Document section:
— START —

On Tue, Mar 29, 2016 at 12:49 AM, Andy Lutomirski <[email protected]> wrote:
> On Tue, Mar 29, 2016 at 12:43 AM, Daniel Vetter <[email protected]> wrote:
>> On Tue, Mar 29, 2016 at 4:39 AM, Andy Lutomirski <[email protected]> wrote:
>>> AFAICT something got rather screwed up in i915 land for 4.5.
>>>
>>> $ git log --oneline --grep='Pretend cursor is always on' v4.5
>>> drivers/gpu/drm/i915/
>>> e2e407dc093f drm/i915: Pretend cursor is always on for ILK-style WM
>>> calculations (v2)
>>>
>>> $ git log --oneline --grep='Pretend cursor is always on' v4.6-rc1
>>> drivers/gpu/drm/i915/
>>> e2e407dc093f drm/i915: Pretend cursor is always on for ILK-style WM
>>> calculations (v2)
>>> b2435692dbb7 drm/i915: Pretend cursor is always on for ILK-style WM
>>> calculations (v2)
>>>
>>> The two patches there are almost, but not quite, the same thing, which
>>> makes me wonder how they both ended up in Linus' tree without an
>>> obvious merge conflict.

— END —

Exercise requirements:
• 1. Output the passage of the i915 email thread between "On Tue, Mar 29, 2016 at 12:49" and "land for 4.5.", inclusive, keeping every word unchanged.
• 2. Pick up the i915 email thread after its last line and write how it continues.
The records after this i915 email thread are separate material.

Records supplied:
— START —

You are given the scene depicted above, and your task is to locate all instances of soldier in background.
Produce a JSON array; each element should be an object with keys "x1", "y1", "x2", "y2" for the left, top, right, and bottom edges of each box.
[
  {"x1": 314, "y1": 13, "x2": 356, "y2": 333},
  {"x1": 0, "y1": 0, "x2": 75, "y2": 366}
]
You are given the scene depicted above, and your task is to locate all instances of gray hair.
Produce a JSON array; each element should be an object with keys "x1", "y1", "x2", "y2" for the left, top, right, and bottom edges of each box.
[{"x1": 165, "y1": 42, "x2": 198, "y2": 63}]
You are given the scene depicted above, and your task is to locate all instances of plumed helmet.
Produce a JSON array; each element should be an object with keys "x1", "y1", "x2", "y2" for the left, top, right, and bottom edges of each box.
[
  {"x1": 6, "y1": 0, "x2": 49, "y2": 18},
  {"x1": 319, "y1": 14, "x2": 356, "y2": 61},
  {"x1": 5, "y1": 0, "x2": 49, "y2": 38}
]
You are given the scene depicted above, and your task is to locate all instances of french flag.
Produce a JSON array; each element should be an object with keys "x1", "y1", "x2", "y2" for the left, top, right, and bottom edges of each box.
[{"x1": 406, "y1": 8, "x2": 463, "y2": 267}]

— END —

Answers given:
• 1.
On Tue, Mar 29, 2016 at 12:49 AM, Andy Lutomirski <[email protected]> wrote:
> On Tue, Mar 29, 2016 at 12:43 AM, Daniel Vetter <[email protected]> wrote:
>> On Tue, Mar 29, 2016 at 4:39 AM, Andy Lutomirski <[email protected]> wrote:
>>> AFAICT something got rather screwed up in i915 land for 4.5.

• 2.
>>>
>>> I have no idea what caused this. However, I think (on very little
>>> inspection, but it's consistent with problems I have with 4.5 on my
>>> laptop) that the first one is an *incorrect* fix for a regression in
>>> 4.5 and the second is a correct fix for the same regression. 4.6-rc1
>>> seems okay.
>>>
>>> I reported the regression and everyone involved has known about it for
>>> weeks. Nonetheless, 4.5 final is busted.
>>
>> Quoting from e2e407dc093f
>>
>> "(cherry picked from commit b2435692dbb709d4c8ff3b2f2815c9b8423b72bb)"
>>
>> i.e. this is intentionally twice in the history. We started to soak
>> bugfixes in -next and then cherry pick them because we had too much
>> fun with things blowing up, and also too much fun with really messy
>> conflicts. It's not a botched patch in 4.5 or anything else nefarious
>> at all.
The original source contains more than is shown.